## YOUR TASK:
Repeat the records below word for word.

(Text-to-region grounding data)

== Segment start ==

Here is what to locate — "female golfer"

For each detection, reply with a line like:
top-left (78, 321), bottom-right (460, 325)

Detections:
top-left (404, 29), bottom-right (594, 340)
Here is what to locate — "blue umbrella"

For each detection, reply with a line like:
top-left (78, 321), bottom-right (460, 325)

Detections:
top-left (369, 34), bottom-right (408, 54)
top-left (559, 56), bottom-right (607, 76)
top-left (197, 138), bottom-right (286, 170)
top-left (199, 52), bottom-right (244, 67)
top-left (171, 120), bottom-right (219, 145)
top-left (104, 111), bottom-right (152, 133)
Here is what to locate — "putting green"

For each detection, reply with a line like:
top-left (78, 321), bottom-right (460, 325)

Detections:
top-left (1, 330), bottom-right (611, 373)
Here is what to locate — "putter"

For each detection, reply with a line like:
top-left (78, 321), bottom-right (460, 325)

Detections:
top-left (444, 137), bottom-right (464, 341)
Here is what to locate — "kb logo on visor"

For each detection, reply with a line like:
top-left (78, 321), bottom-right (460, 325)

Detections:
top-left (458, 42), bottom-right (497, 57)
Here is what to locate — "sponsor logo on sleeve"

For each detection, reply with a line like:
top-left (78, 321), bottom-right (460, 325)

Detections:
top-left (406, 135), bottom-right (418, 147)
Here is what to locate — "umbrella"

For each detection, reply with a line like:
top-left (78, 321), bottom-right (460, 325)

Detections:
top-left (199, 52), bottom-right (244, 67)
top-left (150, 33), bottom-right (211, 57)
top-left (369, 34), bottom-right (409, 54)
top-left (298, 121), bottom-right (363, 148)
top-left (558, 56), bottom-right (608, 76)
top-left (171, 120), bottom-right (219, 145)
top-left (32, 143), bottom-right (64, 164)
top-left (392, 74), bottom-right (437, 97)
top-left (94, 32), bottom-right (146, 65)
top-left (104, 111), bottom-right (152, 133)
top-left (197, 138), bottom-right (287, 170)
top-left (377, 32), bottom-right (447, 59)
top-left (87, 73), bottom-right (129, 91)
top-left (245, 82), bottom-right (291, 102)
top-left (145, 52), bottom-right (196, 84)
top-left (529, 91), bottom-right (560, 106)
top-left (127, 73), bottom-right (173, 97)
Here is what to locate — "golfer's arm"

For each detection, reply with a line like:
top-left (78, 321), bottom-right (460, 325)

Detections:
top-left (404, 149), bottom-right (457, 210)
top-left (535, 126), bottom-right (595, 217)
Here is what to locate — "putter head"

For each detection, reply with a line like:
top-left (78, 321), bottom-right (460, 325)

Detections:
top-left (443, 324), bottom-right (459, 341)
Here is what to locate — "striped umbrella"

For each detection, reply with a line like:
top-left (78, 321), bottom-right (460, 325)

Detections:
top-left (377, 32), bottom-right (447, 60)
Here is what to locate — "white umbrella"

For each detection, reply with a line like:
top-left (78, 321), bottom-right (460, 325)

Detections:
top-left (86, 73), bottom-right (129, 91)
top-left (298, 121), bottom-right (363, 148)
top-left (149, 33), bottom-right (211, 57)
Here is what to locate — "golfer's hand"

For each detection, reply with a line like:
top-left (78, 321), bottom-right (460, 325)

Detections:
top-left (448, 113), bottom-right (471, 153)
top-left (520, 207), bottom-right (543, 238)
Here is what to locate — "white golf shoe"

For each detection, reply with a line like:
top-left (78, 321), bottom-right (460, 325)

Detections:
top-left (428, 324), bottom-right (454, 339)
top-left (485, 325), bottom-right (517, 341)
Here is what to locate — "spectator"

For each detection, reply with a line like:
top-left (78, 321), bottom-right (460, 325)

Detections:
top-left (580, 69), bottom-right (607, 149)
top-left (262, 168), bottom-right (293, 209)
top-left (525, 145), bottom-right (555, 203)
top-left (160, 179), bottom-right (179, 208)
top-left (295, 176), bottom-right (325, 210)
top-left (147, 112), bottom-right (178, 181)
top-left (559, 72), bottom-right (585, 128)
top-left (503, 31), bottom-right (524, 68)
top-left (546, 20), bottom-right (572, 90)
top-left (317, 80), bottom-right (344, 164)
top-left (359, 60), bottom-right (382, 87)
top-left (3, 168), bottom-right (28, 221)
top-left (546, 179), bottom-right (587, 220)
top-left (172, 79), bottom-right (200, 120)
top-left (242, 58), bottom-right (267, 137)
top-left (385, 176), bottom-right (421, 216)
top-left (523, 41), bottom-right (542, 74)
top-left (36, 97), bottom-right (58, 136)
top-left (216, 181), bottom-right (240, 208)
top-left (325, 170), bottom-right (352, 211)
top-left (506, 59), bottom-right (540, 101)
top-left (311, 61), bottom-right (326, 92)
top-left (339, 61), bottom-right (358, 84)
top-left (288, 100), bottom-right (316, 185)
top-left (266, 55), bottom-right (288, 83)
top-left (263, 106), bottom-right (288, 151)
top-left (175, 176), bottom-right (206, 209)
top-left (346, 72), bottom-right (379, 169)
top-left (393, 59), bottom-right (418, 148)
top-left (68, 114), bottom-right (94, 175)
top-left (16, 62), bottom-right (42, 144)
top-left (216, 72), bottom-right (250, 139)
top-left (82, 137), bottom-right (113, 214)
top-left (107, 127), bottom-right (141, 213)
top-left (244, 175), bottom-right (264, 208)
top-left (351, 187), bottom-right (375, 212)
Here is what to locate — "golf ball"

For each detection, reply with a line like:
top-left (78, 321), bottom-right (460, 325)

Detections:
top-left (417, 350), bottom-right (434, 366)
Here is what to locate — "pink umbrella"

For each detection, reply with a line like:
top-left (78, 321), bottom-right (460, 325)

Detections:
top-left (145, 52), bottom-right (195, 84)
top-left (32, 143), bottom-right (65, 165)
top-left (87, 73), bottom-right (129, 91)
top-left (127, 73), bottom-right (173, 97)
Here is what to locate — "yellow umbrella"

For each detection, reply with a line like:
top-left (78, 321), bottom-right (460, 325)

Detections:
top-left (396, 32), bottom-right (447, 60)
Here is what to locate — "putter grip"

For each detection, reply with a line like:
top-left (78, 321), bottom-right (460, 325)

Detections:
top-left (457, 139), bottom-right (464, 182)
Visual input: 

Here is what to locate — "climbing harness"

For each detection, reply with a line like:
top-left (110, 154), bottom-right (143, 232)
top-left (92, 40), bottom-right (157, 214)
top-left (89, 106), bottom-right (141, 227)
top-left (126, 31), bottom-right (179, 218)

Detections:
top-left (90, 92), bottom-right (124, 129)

== Segment end ==

## WORKED SOLUTION:
Here is what to locate — "female golfer"

For each detection, reply with a line like:
top-left (78, 321), bottom-right (460, 325)

Detections:
top-left (404, 29), bottom-right (594, 340)
Here is what to locate — "blue umbrella"

For each detection, reply with a line like:
top-left (78, 321), bottom-right (460, 325)

Detections:
top-left (369, 34), bottom-right (408, 54)
top-left (559, 56), bottom-right (607, 76)
top-left (197, 138), bottom-right (286, 170)
top-left (199, 52), bottom-right (244, 67)
top-left (171, 120), bottom-right (219, 145)
top-left (104, 111), bottom-right (152, 133)
Here is what to locate — "putting green"

For each detection, reply with a line like:
top-left (78, 321), bottom-right (460, 325)

Detections:
top-left (1, 330), bottom-right (611, 373)
Here is what to locate — "putter"

For each detection, reply with a line like:
top-left (78, 321), bottom-right (460, 325)

Detections:
top-left (444, 137), bottom-right (464, 341)
Here is what to locate — "kb logo on visor"

For each detection, reply with a line like:
top-left (78, 321), bottom-right (460, 325)

Detections:
top-left (458, 42), bottom-right (497, 57)
Here is what to locate — "sponsor logo on sleeve"

For each detection, reply with a line like:
top-left (78, 321), bottom-right (460, 325)

Detections:
top-left (406, 135), bottom-right (418, 147)
Here is what to locate — "umbrella"

For each detection, reply with a line like:
top-left (78, 321), bottom-right (460, 325)

Detections:
top-left (199, 52), bottom-right (244, 67)
top-left (150, 33), bottom-right (211, 57)
top-left (369, 34), bottom-right (409, 54)
top-left (298, 121), bottom-right (363, 148)
top-left (558, 56), bottom-right (608, 76)
top-left (171, 120), bottom-right (219, 145)
top-left (32, 143), bottom-right (64, 164)
top-left (392, 74), bottom-right (437, 97)
top-left (94, 32), bottom-right (146, 65)
top-left (104, 111), bottom-right (152, 133)
top-left (197, 138), bottom-right (287, 170)
top-left (377, 32), bottom-right (447, 59)
top-left (87, 73), bottom-right (129, 91)
top-left (245, 82), bottom-right (291, 102)
top-left (145, 52), bottom-right (196, 84)
top-left (529, 91), bottom-right (560, 106)
top-left (127, 73), bottom-right (173, 97)
Here is what to locate — "golfer's arm"

For each detection, reply with a line like:
top-left (78, 321), bottom-right (460, 325)

Detections:
top-left (404, 149), bottom-right (457, 210)
top-left (535, 126), bottom-right (595, 217)
Here is what to locate — "putter head"

For each detection, reply with a line like:
top-left (78, 321), bottom-right (460, 325)

Detections:
top-left (443, 324), bottom-right (459, 341)
Here is what to locate — "striped umbrella"

For each detection, reply with a line like:
top-left (78, 321), bottom-right (460, 325)

Detections:
top-left (377, 32), bottom-right (447, 60)
Here is what to locate — "white umbrella"

For each detection, reply with a line like:
top-left (78, 321), bottom-right (460, 325)

Detections:
top-left (86, 73), bottom-right (129, 91)
top-left (298, 121), bottom-right (363, 148)
top-left (149, 33), bottom-right (211, 57)
Here is what to locate — "golfer's hand"

For each detection, reply with a line like:
top-left (78, 321), bottom-right (460, 325)

Detections:
top-left (448, 113), bottom-right (471, 153)
top-left (520, 207), bottom-right (543, 238)
Here is what to locate — "white golf shoe"

For each detection, reply with a line like:
top-left (78, 321), bottom-right (460, 325)

Detections:
top-left (428, 324), bottom-right (454, 339)
top-left (485, 325), bottom-right (517, 341)
Here is what to locate — "spectator"

For each detection, reply with a line like:
top-left (78, 321), bottom-right (460, 325)

Detections:
top-left (580, 69), bottom-right (607, 149)
top-left (262, 168), bottom-right (293, 209)
top-left (525, 145), bottom-right (555, 203)
top-left (160, 179), bottom-right (179, 208)
top-left (295, 176), bottom-right (325, 210)
top-left (147, 112), bottom-right (178, 181)
top-left (559, 72), bottom-right (585, 128)
top-left (503, 31), bottom-right (524, 68)
top-left (546, 20), bottom-right (572, 90)
top-left (317, 80), bottom-right (344, 164)
top-left (359, 60), bottom-right (382, 87)
top-left (3, 168), bottom-right (28, 221)
top-left (546, 179), bottom-right (587, 220)
top-left (172, 79), bottom-right (200, 120)
top-left (242, 58), bottom-right (267, 137)
top-left (385, 176), bottom-right (421, 216)
top-left (523, 41), bottom-right (542, 74)
top-left (36, 97), bottom-right (58, 136)
top-left (216, 181), bottom-right (240, 208)
top-left (325, 170), bottom-right (352, 211)
top-left (506, 59), bottom-right (540, 101)
top-left (311, 61), bottom-right (326, 92)
top-left (339, 61), bottom-right (358, 84)
top-left (288, 100), bottom-right (316, 185)
top-left (266, 55), bottom-right (288, 83)
top-left (263, 106), bottom-right (288, 151)
top-left (175, 176), bottom-right (206, 209)
top-left (346, 72), bottom-right (379, 169)
top-left (393, 59), bottom-right (418, 148)
top-left (68, 114), bottom-right (94, 175)
top-left (16, 62), bottom-right (42, 144)
top-left (216, 72), bottom-right (250, 139)
top-left (82, 137), bottom-right (113, 214)
top-left (107, 127), bottom-right (141, 213)
top-left (244, 175), bottom-right (264, 208)
top-left (351, 187), bottom-right (375, 212)
Here is what to locate — "golf ball"

For each detection, reply with a line like:
top-left (78, 321), bottom-right (460, 325)

Detections:
top-left (417, 350), bottom-right (434, 366)
Here is what to locate — "pink umbrella"

For each detection, reply with a line like:
top-left (78, 321), bottom-right (460, 325)

Detections:
top-left (145, 52), bottom-right (195, 84)
top-left (32, 143), bottom-right (65, 165)
top-left (87, 73), bottom-right (129, 91)
top-left (127, 73), bottom-right (173, 97)
Here is what to locate — "yellow umbrella"

For each detection, reply with a line like:
top-left (78, 321), bottom-right (460, 325)

Detections:
top-left (396, 32), bottom-right (447, 60)
Here is what to locate — "putter grip"

For each detection, reply with a line like:
top-left (78, 321), bottom-right (460, 325)

Detections:
top-left (457, 139), bottom-right (464, 182)
Visual input: 

Here is what to locate — "climbing harness"

For each detection, reply with a line like:
top-left (110, 154), bottom-right (143, 232)
top-left (92, 40), bottom-right (157, 214)
top-left (89, 106), bottom-right (141, 227)
top-left (126, 31), bottom-right (179, 218)

Detections:
top-left (90, 92), bottom-right (124, 129)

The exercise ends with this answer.